(Excerpts from a dataset on pointing at objects)
◆ ◆ ◆

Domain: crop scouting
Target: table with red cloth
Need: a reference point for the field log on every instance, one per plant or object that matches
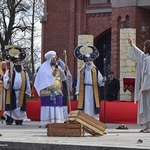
(129, 84)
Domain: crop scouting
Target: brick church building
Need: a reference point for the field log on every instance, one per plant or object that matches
(64, 20)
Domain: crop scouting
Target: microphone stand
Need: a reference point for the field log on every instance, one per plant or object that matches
(10, 86)
(67, 82)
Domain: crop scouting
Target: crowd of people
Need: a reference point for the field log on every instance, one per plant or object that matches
(53, 84)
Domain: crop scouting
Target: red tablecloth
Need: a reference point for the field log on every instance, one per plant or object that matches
(116, 111)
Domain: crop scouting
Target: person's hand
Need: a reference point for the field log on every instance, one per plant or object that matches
(130, 41)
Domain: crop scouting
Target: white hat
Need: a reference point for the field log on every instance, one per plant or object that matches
(50, 54)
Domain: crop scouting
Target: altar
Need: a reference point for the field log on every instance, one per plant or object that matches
(129, 84)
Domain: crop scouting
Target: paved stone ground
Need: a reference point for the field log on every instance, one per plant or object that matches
(30, 136)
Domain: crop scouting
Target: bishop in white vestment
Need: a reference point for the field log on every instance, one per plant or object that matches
(142, 82)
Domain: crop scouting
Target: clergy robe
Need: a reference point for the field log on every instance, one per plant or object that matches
(142, 82)
(89, 104)
(44, 82)
(17, 112)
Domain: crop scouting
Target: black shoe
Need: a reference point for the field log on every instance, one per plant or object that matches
(18, 122)
(9, 120)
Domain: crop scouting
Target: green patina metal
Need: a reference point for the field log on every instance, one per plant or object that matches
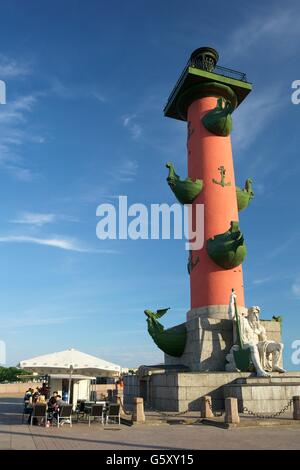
(216, 85)
(244, 196)
(201, 90)
(185, 191)
(228, 250)
(222, 182)
(172, 340)
(191, 264)
(218, 121)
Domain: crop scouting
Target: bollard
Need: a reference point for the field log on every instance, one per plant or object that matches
(119, 397)
(231, 411)
(206, 407)
(120, 402)
(138, 414)
(296, 407)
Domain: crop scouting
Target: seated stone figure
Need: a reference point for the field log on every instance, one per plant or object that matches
(270, 352)
(265, 354)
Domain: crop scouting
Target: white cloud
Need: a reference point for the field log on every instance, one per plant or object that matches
(265, 29)
(251, 120)
(126, 171)
(296, 288)
(264, 280)
(39, 219)
(10, 68)
(29, 320)
(13, 117)
(61, 243)
(134, 128)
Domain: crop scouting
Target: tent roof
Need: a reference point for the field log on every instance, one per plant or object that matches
(70, 359)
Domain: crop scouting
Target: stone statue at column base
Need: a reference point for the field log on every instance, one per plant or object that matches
(251, 336)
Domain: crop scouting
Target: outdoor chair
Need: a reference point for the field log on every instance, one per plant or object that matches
(97, 412)
(39, 411)
(65, 415)
(80, 409)
(113, 413)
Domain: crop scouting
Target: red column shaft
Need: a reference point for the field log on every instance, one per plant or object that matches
(210, 284)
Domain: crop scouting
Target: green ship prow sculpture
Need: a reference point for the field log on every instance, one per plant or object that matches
(244, 196)
(186, 190)
(228, 250)
(172, 340)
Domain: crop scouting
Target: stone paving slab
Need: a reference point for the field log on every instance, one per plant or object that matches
(17, 436)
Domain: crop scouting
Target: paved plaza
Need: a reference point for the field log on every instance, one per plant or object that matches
(17, 436)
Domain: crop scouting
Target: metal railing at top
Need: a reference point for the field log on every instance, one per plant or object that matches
(224, 71)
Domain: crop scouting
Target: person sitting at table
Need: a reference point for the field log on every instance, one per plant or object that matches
(36, 394)
(52, 401)
(58, 404)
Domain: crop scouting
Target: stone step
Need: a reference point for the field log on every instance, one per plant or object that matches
(280, 378)
(263, 397)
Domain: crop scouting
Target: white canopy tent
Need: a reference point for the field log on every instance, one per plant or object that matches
(70, 362)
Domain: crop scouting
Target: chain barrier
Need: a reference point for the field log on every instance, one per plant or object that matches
(166, 414)
(269, 416)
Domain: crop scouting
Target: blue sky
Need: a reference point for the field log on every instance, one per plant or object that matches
(86, 85)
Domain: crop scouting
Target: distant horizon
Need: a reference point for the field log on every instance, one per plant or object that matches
(83, 123)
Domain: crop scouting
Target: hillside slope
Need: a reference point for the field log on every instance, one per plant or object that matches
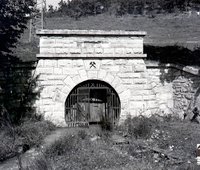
(162, 30)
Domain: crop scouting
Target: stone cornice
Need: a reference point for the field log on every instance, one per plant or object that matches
(53, 56)
(187, 69)
(65, 32)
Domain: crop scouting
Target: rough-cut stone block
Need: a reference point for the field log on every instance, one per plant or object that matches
(126, 69)
(69, 81)
(92, 74)
(109, 78)
(137, 105)
(50, 63)
(57, 71)
(83, 74)
(102, 74)
(44, 70)
(65, 63)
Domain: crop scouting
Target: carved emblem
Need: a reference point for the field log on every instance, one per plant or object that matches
(92, 64)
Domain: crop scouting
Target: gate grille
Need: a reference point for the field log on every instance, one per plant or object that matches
(91, 101)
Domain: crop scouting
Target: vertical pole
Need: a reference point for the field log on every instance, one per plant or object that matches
(42, 16)
(30, 30)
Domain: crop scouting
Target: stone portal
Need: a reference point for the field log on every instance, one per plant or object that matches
(68, 58)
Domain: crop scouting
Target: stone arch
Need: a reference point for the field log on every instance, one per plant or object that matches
(103, 75)
(90, 100)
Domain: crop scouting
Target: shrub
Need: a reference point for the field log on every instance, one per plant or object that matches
(62, 146)
(139, 127)
(39, 163)
(82, 134)
(106, 123)
(28, 134)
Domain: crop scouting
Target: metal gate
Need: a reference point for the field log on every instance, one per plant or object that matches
(91, 101)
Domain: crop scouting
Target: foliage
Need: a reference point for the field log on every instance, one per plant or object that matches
(19, 92)
(139, 127)
(173, 54)
(80, 8)
(29, 134)
(106, 123)
(13, 20)
(17, 86)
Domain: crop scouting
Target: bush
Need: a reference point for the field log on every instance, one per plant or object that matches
(63, 146)
(106, 123)
(27, 135)
(139, 127)
(39, 163)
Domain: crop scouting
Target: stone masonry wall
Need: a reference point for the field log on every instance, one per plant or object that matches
(70, 57)
(65, 61)
(176, 88)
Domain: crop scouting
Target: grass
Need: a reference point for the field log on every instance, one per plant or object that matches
(162, 30)
(168, 144)
(24, 136)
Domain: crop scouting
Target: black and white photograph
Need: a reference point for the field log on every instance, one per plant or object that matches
(99, 84)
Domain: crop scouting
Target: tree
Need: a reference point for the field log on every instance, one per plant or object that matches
(14, 15)
(16, 86)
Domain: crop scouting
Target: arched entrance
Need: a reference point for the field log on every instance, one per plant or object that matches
(91, 101)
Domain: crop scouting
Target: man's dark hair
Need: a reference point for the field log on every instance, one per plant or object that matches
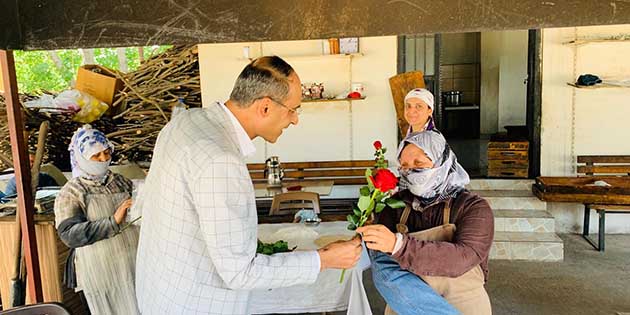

◆ ◆ ◆

GOAL → Pick out every line of the items above that contains the word "black" and copy each one. Case counts, so match capital and small letters exactly.

ANSWER TO THIS PROBLEM →
Target: black shoe
Target: black and white photograph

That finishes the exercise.